:: Texte présenté ::

────────

Eh bien, mes frères, que dirons-nous de toutes ces choses ? Pour moi, depuis que le voile s’est levé qui me dérobait le vrai sens de ces paroles de Jésus : « Tout ce que vous demanderez au Père en mon nom, il vous le donnera, » il me semble qu’un sanctuaire s’est ouvert à mes yeux, et c’est à peine si je puis contenir mon admiration à la vue des éclatantes lumières qui en jaillissent dans tous les sens, et qui éclairent les plus grands mystères du christianisme. Je crois voir un trône divin se dresser sur ces paroles, les vérités les plus consolantes être rangées tout autour comme des anges de paix, et toute la magnificence de l’évangile venir s’y concentrer comme en un éblouissant foyer.

Mais combien ces paroles nous condamnent ! Qu’il en est peu parmi nous qui savent faire usage de cette clef des cieux ! Qu’il en est peu qui voguent sur ce vaisseau vers les rives éternelles, pour l’y charger de tout ce que nous pouvons désirer de mieux sur cette terre ! Aussi le ciel est d’airain au dessus de nous. Car nous n’avons point encore prié au nom de Jésus.

────────

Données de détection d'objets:
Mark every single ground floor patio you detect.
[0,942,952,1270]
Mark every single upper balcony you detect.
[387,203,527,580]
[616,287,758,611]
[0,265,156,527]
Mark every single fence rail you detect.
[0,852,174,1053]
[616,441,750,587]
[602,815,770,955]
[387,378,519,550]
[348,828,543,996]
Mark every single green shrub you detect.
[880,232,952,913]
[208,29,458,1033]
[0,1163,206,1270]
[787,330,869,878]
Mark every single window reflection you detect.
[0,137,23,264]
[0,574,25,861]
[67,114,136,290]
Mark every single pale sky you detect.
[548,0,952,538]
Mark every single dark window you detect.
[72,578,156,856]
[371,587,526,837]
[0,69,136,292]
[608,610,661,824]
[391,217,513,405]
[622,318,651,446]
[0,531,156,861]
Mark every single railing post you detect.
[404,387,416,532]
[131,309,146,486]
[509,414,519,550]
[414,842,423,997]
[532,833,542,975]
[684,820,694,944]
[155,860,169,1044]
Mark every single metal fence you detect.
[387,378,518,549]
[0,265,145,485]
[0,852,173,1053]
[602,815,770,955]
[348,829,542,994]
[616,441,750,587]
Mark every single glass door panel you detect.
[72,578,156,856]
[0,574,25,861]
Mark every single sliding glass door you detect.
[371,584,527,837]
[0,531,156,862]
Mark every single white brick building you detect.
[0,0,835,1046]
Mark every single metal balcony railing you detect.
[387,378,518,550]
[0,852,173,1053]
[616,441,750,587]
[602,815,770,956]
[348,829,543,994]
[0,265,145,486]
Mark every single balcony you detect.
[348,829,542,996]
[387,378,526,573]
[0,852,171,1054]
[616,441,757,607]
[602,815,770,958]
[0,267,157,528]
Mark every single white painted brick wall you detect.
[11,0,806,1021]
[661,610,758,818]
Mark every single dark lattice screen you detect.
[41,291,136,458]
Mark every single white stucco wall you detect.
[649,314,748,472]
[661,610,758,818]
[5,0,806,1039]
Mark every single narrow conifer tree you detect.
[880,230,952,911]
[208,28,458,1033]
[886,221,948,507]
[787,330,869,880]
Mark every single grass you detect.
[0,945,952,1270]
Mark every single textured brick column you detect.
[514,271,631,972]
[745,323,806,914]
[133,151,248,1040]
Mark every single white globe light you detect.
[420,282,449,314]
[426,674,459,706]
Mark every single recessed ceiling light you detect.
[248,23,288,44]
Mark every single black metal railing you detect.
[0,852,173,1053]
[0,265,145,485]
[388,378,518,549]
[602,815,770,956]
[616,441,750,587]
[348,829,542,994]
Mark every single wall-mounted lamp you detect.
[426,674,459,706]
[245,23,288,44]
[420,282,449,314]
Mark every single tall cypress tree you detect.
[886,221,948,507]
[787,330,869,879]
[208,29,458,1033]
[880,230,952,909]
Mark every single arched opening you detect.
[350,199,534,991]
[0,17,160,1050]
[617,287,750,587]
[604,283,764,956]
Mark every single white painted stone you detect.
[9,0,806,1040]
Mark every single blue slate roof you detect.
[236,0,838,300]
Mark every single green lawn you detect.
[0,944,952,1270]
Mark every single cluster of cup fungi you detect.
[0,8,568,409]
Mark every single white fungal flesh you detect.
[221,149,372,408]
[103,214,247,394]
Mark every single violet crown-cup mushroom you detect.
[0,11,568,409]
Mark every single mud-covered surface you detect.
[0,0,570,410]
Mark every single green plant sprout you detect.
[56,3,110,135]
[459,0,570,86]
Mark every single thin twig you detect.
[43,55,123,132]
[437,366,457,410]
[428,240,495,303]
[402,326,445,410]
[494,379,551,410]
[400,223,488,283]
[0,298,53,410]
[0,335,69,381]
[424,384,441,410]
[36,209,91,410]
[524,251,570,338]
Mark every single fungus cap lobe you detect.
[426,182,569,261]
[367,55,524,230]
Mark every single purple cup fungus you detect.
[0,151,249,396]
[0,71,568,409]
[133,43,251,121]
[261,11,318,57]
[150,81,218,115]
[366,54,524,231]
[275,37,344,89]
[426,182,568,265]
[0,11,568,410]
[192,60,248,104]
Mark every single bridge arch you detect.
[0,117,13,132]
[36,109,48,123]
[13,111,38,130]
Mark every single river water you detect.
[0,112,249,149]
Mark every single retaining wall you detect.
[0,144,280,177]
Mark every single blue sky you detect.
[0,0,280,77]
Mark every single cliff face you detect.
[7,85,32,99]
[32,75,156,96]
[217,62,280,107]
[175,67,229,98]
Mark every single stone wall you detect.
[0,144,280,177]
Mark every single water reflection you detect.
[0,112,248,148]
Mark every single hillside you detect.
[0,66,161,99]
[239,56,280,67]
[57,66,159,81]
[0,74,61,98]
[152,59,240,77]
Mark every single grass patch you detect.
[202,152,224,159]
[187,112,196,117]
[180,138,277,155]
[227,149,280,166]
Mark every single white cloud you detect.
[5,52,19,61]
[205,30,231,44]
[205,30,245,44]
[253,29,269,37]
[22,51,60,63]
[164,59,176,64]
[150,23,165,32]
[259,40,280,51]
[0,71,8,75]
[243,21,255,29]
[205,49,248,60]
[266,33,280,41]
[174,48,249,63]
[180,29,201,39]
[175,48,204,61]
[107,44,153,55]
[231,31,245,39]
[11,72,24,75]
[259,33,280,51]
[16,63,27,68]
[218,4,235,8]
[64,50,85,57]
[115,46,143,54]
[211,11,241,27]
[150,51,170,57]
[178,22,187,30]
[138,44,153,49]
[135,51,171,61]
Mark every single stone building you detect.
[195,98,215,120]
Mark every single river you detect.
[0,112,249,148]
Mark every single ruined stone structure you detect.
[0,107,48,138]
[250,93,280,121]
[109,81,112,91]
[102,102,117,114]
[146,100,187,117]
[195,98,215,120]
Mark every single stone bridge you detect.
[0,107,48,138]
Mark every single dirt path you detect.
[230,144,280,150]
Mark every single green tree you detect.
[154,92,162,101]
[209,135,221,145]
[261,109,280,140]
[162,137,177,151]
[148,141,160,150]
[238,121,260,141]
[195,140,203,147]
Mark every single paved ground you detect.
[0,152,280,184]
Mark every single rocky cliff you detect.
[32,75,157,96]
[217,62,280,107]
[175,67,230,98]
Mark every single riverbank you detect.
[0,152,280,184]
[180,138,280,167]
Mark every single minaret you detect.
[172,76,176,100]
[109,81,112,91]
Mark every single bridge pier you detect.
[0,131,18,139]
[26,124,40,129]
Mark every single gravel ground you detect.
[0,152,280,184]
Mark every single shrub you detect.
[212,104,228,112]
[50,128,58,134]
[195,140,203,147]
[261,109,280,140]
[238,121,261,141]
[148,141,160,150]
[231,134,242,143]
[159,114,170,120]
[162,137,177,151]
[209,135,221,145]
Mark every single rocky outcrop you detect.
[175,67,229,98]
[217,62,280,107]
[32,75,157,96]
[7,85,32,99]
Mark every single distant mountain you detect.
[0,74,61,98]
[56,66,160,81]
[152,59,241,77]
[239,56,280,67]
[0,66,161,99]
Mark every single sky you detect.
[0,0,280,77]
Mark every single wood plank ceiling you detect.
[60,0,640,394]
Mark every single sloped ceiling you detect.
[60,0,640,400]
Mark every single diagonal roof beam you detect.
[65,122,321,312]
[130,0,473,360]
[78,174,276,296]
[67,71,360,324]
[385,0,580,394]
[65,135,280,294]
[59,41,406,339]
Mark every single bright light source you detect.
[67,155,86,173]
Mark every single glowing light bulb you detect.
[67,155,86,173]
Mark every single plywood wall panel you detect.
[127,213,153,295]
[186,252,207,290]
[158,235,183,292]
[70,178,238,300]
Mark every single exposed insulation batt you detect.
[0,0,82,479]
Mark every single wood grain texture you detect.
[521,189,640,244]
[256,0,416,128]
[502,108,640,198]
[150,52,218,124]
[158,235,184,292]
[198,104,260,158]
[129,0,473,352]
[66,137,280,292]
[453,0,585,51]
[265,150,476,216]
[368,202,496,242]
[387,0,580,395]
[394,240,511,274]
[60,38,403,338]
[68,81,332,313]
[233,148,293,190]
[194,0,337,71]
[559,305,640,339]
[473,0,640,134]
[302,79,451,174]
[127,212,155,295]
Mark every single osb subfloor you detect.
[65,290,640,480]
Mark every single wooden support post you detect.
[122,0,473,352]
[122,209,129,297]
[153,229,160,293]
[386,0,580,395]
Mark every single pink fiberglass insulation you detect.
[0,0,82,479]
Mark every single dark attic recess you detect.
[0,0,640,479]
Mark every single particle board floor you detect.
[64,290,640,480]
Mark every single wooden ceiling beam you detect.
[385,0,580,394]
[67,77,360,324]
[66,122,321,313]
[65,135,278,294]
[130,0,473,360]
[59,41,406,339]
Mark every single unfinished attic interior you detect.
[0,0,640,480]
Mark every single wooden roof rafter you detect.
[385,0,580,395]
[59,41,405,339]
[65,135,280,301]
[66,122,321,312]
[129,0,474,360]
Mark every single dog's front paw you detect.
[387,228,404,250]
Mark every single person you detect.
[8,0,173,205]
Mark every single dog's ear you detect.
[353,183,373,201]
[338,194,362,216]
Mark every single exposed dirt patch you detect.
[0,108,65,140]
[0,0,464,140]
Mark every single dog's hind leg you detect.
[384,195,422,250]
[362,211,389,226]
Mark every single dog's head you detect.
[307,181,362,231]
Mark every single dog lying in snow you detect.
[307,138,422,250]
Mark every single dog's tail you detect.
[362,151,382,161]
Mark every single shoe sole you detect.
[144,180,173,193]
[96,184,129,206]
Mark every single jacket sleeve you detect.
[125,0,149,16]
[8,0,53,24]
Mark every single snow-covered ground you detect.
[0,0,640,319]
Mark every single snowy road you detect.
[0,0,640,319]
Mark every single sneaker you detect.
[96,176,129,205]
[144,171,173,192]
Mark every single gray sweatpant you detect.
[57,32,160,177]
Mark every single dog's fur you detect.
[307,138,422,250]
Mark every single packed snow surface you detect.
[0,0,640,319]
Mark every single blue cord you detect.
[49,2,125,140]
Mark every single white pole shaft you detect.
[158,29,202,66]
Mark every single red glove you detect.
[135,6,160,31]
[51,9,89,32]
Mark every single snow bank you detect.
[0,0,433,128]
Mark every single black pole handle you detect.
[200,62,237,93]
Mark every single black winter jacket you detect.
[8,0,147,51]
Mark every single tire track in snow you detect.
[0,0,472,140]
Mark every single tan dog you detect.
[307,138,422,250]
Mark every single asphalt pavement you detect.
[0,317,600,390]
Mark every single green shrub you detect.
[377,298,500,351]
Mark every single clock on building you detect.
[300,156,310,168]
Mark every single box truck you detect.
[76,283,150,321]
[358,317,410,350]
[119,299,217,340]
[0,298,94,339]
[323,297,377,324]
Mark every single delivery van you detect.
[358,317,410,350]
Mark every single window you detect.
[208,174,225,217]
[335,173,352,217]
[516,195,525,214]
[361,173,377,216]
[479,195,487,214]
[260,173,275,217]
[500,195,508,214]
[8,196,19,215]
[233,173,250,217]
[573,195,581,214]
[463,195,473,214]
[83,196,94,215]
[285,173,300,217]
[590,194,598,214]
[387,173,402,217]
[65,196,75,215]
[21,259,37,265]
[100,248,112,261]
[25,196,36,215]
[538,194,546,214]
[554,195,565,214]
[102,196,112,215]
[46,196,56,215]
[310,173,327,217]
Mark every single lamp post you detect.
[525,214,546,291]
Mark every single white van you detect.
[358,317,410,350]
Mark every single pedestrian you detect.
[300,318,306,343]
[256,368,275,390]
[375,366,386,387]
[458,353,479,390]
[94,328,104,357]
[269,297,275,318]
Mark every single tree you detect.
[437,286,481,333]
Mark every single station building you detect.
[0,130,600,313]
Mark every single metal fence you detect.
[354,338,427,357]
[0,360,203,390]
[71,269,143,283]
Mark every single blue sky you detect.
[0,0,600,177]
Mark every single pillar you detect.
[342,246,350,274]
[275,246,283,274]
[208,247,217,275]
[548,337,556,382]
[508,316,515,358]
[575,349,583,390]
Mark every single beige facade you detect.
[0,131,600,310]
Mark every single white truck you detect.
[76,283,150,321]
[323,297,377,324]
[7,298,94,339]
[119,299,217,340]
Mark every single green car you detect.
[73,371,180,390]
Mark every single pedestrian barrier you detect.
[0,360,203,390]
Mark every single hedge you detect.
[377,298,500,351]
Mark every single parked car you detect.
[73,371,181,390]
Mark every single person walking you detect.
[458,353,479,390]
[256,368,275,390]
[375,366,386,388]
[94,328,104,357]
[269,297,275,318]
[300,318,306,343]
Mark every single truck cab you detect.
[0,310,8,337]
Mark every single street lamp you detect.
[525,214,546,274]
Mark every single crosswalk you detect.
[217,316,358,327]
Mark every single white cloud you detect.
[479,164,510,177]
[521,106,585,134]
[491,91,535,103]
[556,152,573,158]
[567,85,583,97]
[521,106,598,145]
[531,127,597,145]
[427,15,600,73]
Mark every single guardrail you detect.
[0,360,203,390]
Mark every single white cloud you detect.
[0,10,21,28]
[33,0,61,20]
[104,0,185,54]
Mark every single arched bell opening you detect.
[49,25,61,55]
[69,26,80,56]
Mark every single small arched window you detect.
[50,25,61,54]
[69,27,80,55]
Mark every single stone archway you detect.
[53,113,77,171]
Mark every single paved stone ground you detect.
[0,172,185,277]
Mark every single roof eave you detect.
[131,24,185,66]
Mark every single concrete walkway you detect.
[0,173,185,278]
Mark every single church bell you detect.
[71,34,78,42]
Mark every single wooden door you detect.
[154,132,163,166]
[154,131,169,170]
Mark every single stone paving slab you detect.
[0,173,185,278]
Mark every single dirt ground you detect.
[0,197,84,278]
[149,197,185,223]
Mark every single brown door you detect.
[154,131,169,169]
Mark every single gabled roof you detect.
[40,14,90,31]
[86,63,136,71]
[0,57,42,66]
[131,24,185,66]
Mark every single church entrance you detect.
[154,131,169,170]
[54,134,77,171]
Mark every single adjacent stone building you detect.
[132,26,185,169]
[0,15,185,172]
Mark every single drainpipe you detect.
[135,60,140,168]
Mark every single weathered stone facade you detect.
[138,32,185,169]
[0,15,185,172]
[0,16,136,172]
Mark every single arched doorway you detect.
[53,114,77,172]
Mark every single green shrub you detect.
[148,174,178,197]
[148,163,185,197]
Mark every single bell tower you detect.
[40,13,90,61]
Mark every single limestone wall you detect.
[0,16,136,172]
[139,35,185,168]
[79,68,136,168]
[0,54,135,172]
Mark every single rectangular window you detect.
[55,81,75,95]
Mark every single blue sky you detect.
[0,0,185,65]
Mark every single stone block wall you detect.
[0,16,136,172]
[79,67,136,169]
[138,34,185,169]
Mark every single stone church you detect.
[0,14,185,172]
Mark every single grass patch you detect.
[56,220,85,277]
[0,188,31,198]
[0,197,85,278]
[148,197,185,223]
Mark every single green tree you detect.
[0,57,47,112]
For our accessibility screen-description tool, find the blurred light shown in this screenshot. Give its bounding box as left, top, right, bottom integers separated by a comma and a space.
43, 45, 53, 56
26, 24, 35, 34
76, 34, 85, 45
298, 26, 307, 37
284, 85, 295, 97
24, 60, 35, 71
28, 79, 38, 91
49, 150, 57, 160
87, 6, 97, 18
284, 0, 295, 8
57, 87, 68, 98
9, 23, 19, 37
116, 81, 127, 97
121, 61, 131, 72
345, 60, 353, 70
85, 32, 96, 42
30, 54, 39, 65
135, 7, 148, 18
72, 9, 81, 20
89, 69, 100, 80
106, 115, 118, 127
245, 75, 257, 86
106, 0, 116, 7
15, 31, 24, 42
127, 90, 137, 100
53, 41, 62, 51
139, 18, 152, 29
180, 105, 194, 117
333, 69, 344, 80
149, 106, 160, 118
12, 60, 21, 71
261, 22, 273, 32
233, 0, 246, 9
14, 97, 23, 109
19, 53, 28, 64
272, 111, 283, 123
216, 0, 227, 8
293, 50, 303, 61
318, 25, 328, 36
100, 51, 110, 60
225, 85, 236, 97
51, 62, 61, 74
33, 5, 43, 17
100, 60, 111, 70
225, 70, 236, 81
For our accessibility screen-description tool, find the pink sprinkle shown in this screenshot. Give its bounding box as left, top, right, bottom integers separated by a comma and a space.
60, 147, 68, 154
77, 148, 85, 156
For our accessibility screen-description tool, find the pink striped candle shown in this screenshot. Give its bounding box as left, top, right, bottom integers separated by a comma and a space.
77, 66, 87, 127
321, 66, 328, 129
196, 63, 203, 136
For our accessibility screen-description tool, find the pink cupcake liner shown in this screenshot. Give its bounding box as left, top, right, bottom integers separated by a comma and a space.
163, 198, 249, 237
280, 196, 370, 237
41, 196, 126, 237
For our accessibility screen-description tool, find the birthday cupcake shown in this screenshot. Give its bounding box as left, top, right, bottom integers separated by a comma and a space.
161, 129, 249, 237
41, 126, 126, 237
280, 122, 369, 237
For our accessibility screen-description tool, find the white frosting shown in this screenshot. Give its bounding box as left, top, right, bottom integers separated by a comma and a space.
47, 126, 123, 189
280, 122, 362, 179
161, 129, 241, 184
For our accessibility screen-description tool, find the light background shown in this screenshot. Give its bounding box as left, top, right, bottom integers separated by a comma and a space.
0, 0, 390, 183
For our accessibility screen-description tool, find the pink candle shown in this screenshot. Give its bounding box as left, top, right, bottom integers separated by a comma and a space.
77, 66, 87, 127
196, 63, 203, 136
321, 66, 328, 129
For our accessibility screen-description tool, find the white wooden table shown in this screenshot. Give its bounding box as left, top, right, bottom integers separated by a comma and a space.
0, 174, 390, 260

────────

:: Exercices à traiter ::
1. Recopiez mot pour mot un passage du texte présenté : commencez aux mots « Eh bien, mes » et arrêtez-vous après « un éblouissant foyer. ».
2. Selon le texte présenté, pourquoi le ciel est-il d'airain au-dessus de nous ?
La liste n'a aucun lien avec le texte présenté.

:: Réponses par exercice ::
1.
Eh bien, mes frères, que dirons-nous de toutes ces choses ? Pour moi, depuis que le voile s’est levé qui me dérobait le vrai sens de ces paroles de Jésus : « Tout ce que vous demanderez au Père en mon nom, il vous le donnera, » il me semble qu’un sanctuaire s’est ouvert à mes yeux, et c’est à peine si je puis contenir mon admiration à la vue des éclatantes lumières qui en jaillissent dans tous les sens, et qui éclairent les plus grands mystères du christianisme. Je crois voir un trône divin se dresser sur ces paroles, les vérités les plus consolantes être rangées tout autour comme des anges de paix, et toute la magnificence de l’évangile venir s’y concentrer comme en un éblouissant foyer.

2. Parce que nous n'avons point encore prié au nom de Jésus.